Постановка задачи: Подсчитайте, сколько строк в приведенных ниже записях содержат слово «wall». В ответе укажите только число.

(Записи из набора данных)
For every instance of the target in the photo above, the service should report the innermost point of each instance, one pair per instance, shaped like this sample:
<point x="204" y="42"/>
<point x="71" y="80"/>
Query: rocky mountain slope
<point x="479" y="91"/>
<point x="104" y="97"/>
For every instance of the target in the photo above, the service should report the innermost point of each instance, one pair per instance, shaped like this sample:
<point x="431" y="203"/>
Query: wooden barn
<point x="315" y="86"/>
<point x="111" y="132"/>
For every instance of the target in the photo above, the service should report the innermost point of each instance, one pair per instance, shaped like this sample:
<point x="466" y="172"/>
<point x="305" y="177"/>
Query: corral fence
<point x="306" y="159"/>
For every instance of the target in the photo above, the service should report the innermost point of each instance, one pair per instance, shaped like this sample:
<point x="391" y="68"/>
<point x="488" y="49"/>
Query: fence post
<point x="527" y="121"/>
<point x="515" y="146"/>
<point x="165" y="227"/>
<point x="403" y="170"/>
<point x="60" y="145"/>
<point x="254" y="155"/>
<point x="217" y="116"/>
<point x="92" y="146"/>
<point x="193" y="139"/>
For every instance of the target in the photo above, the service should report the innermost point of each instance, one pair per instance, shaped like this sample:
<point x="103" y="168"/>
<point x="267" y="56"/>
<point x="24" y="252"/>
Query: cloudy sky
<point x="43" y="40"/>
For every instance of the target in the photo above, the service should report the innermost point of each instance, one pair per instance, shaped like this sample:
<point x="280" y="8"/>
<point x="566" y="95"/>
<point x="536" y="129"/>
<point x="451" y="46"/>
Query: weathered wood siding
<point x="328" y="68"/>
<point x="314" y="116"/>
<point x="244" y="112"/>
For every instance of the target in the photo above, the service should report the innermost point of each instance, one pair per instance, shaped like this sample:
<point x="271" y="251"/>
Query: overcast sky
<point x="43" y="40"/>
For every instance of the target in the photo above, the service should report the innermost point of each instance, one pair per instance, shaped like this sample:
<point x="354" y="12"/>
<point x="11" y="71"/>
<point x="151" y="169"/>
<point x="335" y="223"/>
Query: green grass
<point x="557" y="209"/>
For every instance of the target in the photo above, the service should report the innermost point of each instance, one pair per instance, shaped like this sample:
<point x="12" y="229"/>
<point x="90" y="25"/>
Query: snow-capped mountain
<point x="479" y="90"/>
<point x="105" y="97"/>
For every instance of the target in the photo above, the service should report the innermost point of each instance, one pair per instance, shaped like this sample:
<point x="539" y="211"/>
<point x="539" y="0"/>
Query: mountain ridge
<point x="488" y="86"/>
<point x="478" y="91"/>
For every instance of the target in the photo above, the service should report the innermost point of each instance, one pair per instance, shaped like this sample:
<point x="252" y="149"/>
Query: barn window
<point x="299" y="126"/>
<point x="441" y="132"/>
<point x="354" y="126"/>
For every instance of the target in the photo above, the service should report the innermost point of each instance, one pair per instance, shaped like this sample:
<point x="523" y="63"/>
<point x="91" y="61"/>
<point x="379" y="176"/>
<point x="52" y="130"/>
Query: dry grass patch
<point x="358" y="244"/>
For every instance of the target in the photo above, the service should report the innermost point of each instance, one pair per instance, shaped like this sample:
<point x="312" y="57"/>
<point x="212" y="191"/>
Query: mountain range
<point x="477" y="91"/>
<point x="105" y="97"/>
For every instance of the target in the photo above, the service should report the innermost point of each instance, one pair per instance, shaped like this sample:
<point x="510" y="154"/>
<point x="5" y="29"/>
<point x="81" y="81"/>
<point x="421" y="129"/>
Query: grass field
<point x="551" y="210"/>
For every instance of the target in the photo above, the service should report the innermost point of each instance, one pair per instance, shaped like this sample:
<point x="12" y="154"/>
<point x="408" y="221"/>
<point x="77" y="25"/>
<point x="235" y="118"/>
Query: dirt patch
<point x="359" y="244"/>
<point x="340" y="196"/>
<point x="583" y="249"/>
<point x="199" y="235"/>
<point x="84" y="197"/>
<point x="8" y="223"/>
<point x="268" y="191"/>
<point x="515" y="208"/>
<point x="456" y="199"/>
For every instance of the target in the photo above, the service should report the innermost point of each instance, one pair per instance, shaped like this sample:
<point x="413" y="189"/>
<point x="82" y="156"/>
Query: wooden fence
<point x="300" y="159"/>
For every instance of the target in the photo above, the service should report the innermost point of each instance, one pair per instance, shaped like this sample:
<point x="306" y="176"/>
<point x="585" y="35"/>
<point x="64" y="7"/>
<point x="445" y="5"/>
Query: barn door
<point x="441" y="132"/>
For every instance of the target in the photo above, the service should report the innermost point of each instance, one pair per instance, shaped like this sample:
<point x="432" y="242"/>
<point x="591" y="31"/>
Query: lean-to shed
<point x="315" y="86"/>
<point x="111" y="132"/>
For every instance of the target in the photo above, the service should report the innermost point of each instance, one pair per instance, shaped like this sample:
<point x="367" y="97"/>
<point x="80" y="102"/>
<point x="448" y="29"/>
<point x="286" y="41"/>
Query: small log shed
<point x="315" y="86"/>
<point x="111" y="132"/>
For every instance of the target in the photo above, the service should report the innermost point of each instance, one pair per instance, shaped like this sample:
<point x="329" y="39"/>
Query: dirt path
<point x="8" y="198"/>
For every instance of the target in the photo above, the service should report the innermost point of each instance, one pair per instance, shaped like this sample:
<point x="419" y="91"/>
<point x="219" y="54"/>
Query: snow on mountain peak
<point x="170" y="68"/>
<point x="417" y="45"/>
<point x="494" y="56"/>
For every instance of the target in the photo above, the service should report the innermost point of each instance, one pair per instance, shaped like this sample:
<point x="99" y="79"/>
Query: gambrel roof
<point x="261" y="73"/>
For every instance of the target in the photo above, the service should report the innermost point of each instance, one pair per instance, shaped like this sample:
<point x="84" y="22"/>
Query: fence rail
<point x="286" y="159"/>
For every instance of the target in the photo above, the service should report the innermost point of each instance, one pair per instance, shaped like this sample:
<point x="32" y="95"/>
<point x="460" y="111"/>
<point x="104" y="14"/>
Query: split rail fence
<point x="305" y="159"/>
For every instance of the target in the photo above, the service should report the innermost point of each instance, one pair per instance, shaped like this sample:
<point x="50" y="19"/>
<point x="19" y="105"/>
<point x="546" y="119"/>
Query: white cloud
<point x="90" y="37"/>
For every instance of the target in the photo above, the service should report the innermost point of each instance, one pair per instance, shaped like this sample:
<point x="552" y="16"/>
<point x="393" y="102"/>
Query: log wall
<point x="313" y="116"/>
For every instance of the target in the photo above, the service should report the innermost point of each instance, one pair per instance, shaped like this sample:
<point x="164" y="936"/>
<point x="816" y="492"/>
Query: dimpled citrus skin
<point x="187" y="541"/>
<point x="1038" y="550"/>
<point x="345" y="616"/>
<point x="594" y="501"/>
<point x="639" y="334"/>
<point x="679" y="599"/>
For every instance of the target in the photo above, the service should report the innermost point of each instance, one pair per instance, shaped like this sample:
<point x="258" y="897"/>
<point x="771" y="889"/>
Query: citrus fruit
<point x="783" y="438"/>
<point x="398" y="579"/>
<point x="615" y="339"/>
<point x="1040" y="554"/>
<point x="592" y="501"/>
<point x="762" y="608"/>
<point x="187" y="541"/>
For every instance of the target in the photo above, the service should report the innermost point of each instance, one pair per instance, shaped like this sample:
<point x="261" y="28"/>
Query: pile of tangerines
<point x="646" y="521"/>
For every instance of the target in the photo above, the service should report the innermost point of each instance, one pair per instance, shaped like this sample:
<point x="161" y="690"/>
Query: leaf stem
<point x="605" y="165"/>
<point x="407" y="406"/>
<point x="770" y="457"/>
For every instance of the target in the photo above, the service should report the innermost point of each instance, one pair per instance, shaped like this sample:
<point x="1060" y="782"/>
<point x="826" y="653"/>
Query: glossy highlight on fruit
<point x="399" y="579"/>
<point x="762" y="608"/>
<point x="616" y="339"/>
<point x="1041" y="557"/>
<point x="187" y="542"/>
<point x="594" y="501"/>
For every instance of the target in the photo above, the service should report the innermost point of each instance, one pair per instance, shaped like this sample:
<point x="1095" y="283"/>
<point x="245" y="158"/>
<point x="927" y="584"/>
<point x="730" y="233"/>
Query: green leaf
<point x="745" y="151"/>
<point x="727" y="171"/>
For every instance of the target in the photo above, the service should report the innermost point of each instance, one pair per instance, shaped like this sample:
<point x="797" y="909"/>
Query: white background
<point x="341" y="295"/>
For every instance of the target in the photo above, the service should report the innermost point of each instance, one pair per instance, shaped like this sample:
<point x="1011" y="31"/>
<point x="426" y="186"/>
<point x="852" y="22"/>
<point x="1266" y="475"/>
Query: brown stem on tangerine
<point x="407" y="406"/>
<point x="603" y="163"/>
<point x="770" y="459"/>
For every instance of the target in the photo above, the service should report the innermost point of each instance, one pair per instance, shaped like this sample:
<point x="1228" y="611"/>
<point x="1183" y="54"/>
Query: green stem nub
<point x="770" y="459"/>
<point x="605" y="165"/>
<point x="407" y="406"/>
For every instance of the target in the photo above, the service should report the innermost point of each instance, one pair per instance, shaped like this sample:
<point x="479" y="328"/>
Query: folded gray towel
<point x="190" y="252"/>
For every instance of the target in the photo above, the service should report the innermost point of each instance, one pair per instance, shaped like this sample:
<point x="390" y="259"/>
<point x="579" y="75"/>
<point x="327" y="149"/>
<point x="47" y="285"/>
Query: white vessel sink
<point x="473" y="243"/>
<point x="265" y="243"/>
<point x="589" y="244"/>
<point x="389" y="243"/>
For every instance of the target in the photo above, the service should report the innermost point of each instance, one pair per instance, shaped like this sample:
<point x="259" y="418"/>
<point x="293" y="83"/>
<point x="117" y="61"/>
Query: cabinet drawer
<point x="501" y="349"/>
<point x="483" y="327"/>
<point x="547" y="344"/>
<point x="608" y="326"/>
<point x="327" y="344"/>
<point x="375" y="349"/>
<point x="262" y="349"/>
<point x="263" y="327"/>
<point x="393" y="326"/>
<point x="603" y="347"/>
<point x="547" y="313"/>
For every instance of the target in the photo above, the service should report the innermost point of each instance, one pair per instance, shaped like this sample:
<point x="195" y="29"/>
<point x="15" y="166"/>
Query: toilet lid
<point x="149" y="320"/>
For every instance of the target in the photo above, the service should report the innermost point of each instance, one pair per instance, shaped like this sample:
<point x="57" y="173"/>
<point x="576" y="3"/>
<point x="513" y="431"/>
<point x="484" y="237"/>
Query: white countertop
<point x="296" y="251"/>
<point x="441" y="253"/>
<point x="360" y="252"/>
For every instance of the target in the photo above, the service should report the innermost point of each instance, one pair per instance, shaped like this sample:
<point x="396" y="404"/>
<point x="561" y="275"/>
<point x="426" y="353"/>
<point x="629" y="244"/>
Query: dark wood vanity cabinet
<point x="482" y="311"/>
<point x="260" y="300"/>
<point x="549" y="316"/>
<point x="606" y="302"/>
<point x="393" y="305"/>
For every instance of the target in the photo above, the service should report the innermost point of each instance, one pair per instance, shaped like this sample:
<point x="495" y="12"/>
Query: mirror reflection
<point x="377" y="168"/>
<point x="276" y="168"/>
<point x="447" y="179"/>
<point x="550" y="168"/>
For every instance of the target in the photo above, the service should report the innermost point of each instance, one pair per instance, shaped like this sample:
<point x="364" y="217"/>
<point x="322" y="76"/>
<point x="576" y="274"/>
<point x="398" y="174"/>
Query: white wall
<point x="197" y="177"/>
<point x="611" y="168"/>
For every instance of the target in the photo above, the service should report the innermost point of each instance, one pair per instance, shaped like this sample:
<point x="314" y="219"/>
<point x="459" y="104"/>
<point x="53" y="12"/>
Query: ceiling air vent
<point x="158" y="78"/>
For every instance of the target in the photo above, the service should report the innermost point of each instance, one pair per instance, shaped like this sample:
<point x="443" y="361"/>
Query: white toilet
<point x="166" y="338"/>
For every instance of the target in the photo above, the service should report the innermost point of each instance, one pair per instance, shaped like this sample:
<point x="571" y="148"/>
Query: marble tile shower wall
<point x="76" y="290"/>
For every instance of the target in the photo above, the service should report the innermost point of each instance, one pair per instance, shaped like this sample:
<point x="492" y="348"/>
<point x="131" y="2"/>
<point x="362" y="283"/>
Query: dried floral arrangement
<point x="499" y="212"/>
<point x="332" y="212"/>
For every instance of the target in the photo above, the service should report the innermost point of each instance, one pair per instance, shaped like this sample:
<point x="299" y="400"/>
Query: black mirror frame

Решение задачи: 3